-- EXCERTO --
*****

2014/12/05

Da Transparência

Rodrigo Gatinho/Portugal.gov.pt


O Índice de Percepção de Corrupção 2014, esta semana divulgado pela ONG Transparency International, confirma a mediana classificação de Portugal, apesar de uma ligeira melhoria (dois lugares) relativamente a 2013.
Portugal ocupa, agora, o 31º lugar, numa lista de 175 países avaliados, onde os primeiros 5 lugares são, respectivamente, ocupados pela Dinamarca, Nova Zelândia, Finlândia, Suécia e Noruega.
No fim da lista, estão, como habitualmente, o Afeganistão (172º), o Sudão (173º), a Somália e a Coreia do Norte (174º).
O índice permite ainda avaliar o nível de corrupção nos países de língua portuguesa, onde Cabo Verde (42º) é, de novo, o mais bem classificado, e Angola e a Guiné-Bissau (161º) os piores da lista.
É isto bom ou mau?

*****

-- ITENS LISTADOS --
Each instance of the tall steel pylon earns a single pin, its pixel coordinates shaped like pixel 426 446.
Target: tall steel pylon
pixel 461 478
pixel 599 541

*****

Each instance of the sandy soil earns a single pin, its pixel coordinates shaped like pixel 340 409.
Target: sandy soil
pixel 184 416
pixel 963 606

*****

-- REQUISITOS DA TAREFA --
Reescreva o trecho do texto sobre o Índice de Percepção de Corrupção entre "Rodrigo Gatinho/Portugal.gov.pt" e "relativamente a 2013.", inclusive, substituindo "Transparency International" por "Transparência Internacional".

-- RESULTADO --
Rodrigo Gatinho/Portugal.gov.pt


O Índice de Percepção de Corrupção 2014, esta semana divulgado pela ONG Transparência Internacional, confirma a mediana classificação de Portugal, apesar de uma ligeira melhoria (dois lugares) relativamente a 2013.